- TEXTO DE LECTURA -
════════════════════
La rabia o mejor dicho: el cabreo

La rabia se manifiesta de maneras diferentes y por motivos diversos. Quizás por ello adopta diferentes términos: ira, enojo, enfado, indignación, furia, cólera o si a uno le permiten ser políticamente incorrecto: cabreo o estar de mala leche. Cada sinónimo aporta sus matices y son precisamente los matices los que nos facilita entender las protestas, e incluso violencia, que están a la orden del día en nuestros pueblos y ciudades de Cataluña, España, Europa y por qué no decirlo del mundo mundial: hay cabreo por todas partes.

Escuchando la voz y las palabras de los que protestan, es fácil darse cuenta de que no hay una explicación sencilla. Ni todos son negacionistas, ni de extrema derecha o extrema izquierda, ni sólo mujeres o hombres, ni todos son jóvenes (cada vez hay más viejos cabreados). A veces son simplemente gente que pasaba por allí y sin pensárselo dos veces se añaden dócilmente a la protesta y encima se les ve ardorosamente cabreados. Hay un poco de todo, pero quizás lo que parece ser el elemento común es el sentimiento de haber sido víctimas de una injusticia que ha lesionado su dignidad. Cuando procedemos a entrar en el detalle del inventario de los enfados y dignidades pisoteadas, la lista es larga y diversa: cada uno y cada una tiene las suyas.
════════════════════
- REGISTROS DE DATOS -
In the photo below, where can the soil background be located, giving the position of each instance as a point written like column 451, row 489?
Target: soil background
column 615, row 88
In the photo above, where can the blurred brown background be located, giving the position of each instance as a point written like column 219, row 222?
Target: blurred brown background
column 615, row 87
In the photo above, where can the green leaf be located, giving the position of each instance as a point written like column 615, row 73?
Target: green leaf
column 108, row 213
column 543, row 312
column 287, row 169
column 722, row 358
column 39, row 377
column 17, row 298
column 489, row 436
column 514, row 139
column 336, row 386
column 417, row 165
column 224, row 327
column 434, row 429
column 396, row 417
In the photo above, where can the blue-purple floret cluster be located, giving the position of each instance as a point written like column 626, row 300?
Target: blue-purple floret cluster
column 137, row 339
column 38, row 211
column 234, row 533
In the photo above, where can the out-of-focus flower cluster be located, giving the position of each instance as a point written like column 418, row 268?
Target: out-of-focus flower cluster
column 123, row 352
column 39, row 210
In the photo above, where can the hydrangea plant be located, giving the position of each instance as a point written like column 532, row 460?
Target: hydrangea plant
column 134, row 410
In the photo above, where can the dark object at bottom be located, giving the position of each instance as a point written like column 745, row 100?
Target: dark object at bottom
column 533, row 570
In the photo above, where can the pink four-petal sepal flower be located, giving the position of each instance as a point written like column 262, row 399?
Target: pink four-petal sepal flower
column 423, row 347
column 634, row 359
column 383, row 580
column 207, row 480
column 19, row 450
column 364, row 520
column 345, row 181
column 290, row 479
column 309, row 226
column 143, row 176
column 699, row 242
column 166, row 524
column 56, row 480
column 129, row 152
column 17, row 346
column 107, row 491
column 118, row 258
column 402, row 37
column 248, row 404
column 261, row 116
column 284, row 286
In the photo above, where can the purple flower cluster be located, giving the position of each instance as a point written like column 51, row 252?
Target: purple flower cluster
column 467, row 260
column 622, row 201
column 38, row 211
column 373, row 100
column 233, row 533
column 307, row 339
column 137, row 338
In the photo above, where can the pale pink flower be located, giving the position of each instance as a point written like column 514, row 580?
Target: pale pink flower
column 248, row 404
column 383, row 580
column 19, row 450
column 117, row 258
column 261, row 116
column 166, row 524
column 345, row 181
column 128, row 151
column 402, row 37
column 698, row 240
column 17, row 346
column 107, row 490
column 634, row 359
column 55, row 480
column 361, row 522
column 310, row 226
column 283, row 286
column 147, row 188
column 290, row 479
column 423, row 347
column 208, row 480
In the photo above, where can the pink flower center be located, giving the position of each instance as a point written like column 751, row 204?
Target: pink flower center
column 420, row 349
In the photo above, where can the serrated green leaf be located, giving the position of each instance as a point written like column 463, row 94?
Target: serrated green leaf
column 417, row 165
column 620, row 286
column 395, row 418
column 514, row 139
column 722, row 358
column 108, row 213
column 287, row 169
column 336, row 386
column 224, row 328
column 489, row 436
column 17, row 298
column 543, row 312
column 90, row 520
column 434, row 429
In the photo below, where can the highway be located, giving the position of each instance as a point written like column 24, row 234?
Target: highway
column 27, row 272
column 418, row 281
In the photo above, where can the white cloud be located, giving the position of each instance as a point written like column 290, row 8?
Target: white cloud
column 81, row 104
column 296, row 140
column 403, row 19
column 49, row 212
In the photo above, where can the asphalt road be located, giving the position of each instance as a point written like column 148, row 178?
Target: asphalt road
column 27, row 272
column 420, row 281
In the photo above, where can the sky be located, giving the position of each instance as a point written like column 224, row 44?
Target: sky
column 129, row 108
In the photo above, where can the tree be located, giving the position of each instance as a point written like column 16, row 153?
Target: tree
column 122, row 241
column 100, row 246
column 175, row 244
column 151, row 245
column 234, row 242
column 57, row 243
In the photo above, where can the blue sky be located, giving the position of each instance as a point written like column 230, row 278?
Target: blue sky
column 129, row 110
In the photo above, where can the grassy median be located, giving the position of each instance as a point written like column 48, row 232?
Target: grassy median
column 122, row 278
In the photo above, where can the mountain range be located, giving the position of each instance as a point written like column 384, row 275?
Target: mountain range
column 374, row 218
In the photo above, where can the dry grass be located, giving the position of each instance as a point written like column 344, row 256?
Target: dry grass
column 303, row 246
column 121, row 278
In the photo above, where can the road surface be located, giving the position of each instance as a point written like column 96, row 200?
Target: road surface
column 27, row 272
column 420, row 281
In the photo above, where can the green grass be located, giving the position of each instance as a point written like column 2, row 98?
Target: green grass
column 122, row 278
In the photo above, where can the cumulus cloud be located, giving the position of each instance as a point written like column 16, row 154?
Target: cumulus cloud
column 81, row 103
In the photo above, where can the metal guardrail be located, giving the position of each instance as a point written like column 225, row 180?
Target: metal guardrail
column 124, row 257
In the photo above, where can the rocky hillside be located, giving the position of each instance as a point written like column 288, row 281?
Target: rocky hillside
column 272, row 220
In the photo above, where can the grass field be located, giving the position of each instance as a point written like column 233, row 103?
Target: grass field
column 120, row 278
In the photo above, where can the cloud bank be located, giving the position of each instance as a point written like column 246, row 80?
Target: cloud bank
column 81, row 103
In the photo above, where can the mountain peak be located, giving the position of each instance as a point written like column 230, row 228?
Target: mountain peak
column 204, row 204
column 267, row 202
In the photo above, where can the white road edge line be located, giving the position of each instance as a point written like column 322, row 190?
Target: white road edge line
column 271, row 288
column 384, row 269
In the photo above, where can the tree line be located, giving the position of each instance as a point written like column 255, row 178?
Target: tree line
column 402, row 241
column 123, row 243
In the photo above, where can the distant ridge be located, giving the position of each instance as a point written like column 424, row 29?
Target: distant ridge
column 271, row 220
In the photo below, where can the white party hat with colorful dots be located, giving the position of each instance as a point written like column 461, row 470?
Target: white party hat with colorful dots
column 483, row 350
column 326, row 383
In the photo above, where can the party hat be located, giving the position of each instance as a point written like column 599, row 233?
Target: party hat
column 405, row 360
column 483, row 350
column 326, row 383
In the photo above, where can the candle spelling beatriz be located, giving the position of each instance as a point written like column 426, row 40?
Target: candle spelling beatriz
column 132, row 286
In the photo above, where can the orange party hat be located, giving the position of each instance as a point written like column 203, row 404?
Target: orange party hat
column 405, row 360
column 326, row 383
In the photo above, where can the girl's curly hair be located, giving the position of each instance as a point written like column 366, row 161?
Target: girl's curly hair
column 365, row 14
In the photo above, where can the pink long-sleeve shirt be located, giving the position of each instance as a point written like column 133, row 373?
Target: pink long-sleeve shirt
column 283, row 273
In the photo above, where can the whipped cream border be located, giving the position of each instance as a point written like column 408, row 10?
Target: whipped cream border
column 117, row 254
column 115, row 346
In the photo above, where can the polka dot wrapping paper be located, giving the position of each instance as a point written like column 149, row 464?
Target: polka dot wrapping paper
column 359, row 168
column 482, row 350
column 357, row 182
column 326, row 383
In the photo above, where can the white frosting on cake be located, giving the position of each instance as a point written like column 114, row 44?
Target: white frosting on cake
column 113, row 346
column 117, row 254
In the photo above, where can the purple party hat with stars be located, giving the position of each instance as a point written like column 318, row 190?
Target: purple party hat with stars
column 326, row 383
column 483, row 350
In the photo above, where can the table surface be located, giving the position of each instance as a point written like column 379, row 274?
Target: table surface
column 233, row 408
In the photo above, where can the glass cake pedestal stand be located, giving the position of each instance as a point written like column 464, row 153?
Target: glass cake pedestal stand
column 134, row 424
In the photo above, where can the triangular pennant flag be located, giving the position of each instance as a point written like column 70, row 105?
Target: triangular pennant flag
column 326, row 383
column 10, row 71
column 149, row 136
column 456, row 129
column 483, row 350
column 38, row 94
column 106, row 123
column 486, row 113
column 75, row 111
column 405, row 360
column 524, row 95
════════════════════
- INTÉNTALO -
Continúa el texto sobre la rabia a partir de su última frase.

- RESPUESTA -
El personal se enfada por la pérdida de trabajo, la falta de aparcamiento, por el paro o la pensión insuficiente, la prohibición de salir a causa del covid19, por la falta de subvenciones, por la insuficiencia de las prestaciones sanitarias, o la escuela o la universidad públicas, la quiebra de la patria o a no poder forjar la patria que unos quieren, o que el Estado o el Ayuntamiento no ha satisfecho ciertas reivindicaciones. Cuando la lista se agota, la ira es debida a la injusticia de la vida misma. Y también oímos el enfado por no sentirse alguien y querer, como protesta, hacerse un selfie a la luz de las hogueras, aunque el fondo de pantalla sea un contenedor.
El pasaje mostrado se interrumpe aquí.